## [TEXT TO READ]
"Like Straub, I think it's sinful to give the audience material it knows already, whether the material is about race relations or the car culture or the depiction and placement of a candy bar." -Manny Farber
* Lumiere: A Conversation Between Jean Renoir and Henri Langois
Translated from the French by Bill Krohn
(This translation originally appeared in the Summer 2006 edition of the online political journal THE NOVEMBER 3RD CLUB. Presented here with an additional video extract. I'd like to note that the date of this dialogue is 1968.)
*
A French television broadcast, under the rubric Aller au cinema, of films by Louis Lumiere intercut with comments by Jean Renoir and Henri Langois provides a rare opportunity to learn how these two masters of cinema regarded the birth of a new art form. The "Lumiere parts" of those films are well described by Renoir's and Langois' comments about fantasy and reality, and the recreation of the atmosphere of a period, even of the soul of a society.
The program was assembled by New Wave director Eric Rohmer, who may be one of the two questioners we never see. What follows are quotes pulled or summarized from the program, with some indication of what films Rohmer chose to illustrate the comments. With only one exception, the comments are not laid over the films, which appear to have been shown in their entirety, without music, of course. This three-way conversation (including Rohmer's film selections) is also a reminder of why the French have a special place in the history and present of the art of film. -------Bill Krohn
Jean Renoir : I don't feel that the cinematograph was just a way of putting the present in a box for the future. There is in these films a recreation of the atmosphere of the period that is exactly what we love today in Godard.
When we look at the very first films, they're almost all extraordinary. You feel like using the word "genius." But these cameramen weren't geniuses — they were helped by the fact that technique was still difficult. I find more fantasy in certain Lumiere films than in paintings that aspire to fantasy. It's the creation of a world that exists in reality, but also of a world that exists in the imaginations of Theodore Rousseau or the Lumiere cameramen. The angle chosen by the cameraman — a humble servant of reality — is the work of his unconscious talent. Many great works of art are the result of the unconscious. I would even say that when a film we've made works, it's in spite of us.
[After a questioner mentions a comic strip that Lumiere imitated in "L'arroseur arose," adding that it is cut like a film would be today:]
That kind of cutting was easy to do with pen and ink, but not with a camera. That's what I mean when I say that the fact that the technique was difficult worked to their advantage. Because the cameraman can't cut, he has to compose more carefully.
Henri Langois : "As if by chance" a film begins with a tramway passing and ends when another one passes, close to the camera. In between you see the movement of people in the street. The cameraman saw that this set-up would give him a series of shots: You have a close-up, a long-shot and a medium shot and a movement linking them. That's not chance — it's science.
*Film: Liverpool - Church Street*
There was a big difference between Lumiere and the others at this period. There's nothing more boring on film than the inauguration of a monument, kings, queens and so on. The great thing about Lumiere is that he didn't show History — he showed Life. The force of his films is in the atmosphere of life, the ambience of life, the philosophy of the period — everything is there. When you see two little girls playing in the street, on the Champs-Elysee, you think of Proust, of Renoir.

## [EXTRACTED INFORMATION]
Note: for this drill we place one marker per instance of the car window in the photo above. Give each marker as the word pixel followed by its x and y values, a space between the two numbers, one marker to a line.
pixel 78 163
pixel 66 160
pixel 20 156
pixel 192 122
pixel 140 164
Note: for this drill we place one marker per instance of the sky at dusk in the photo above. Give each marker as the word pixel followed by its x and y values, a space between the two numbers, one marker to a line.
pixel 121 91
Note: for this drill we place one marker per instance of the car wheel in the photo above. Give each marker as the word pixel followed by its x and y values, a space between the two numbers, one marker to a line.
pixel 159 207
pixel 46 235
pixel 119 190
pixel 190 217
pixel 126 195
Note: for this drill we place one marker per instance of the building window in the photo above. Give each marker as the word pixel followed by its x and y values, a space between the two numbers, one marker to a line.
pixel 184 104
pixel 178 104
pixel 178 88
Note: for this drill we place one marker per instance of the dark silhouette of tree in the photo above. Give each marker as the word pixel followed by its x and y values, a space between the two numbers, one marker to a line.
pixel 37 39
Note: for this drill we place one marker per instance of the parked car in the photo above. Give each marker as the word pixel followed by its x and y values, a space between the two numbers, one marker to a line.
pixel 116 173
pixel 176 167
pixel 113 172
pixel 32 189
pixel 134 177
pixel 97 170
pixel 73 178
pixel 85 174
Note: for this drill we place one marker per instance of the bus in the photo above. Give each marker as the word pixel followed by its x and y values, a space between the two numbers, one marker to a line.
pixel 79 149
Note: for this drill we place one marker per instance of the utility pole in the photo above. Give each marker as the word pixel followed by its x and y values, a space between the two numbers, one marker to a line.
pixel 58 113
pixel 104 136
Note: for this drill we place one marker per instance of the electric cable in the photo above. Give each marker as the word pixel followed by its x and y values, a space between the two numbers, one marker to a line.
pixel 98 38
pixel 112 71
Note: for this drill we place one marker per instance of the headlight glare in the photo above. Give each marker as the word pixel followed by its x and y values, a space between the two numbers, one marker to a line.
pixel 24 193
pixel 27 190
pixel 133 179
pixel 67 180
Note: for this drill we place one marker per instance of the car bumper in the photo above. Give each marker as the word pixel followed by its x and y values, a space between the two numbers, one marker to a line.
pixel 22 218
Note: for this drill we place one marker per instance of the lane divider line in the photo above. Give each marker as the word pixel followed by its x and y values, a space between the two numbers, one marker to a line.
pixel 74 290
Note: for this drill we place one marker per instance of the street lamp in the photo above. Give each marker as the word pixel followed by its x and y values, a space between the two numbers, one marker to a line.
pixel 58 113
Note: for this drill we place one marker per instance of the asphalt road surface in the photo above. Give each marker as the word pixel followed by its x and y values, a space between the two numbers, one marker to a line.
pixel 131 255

## [JOB]
Continue the conversation between Jean Renoir and Henri Langois about the Lumiere films, picking up after its final sentence.

## [FINAL RESULT]
*Film: Champs-Elysee*
Monet had painted the Gare St-Lazare before Lumiere filmed it. What you are seeing in Lumiere's film is the baton being passed from painting to film. The whole history of art from the mid-nineteenth century to the late nineteenth century leads up to Lumiere. Impressionist painting, everything that was greatest, newest in that period was absorbed by Lumiere's films. That's what gives them the quality of life. What Lumiere looked for was what is imponderable in life.
*Films: Le Bassin des Tulleries, Retour d'une promenade en mer*
[HL answering a question about improvisation and preparation in the Lumiere films:] The Lumiere cameramen when they got to a city would look for what would be best to film. They'd pick the spot, choose the angle. After that came improvisation. They didn't do it mathematically - they felt it in their hearts.
*Film: Milan - Place du Dome*
Painting describes society as it sees itself, but with Lumiere's films, for the first time we see it as it is. When I look at these films I'm often appalled. What is out of fashion in them? The bourgeoisie. What is modern? The people. Because of the evolution of society, we are more like them than like the bourgeoisie of the period, we feel closer to them.
*Films: Leaving in a car, Carpenters, Cultivation of the earth*
When a painter paints women wearing the fashions of the era, he paints them as they are supposed to fit and look. When Lumiere films them, we see what they really looked like.
*Films: Debarquement, Wedding party entering a church*
What about New York City in the Lumiere films? It isn't the city we see in fiction films, or period recreations. It's a city of business.
*Films: New York - Broadway and Wall Street, Le grand prix a Paris*
Whereas Paris in these films really is the Paris that Hollywood recreates when it wants to show this period. It really IS elegant. Look at a shot of Germany. The power of Germany shows through in it. You realize that the German empire was already there, whereas we were the flower of the nineteenth century. One observes a thousand little details like that.
When I see a woman walk past in a Lumiere film I see all of her psychology, all of her history, all of her life, her perspective, her "horizons." It's different in the films that are acted.
*Film: Card players watered *
Jean Renoir: In the little acted scenes it's obvious that it's Lumiere's family and employees "pretending." But it's not really being acted. What matters is not the characters; what matters is that Monsieur Lumiere has gotten them all together and had them do this. Monsieur Lumiere is filming himself. M. Lumiere expresses through their acting a certain wonderful naivete that often enters into French art. Much "good" acting is no less false.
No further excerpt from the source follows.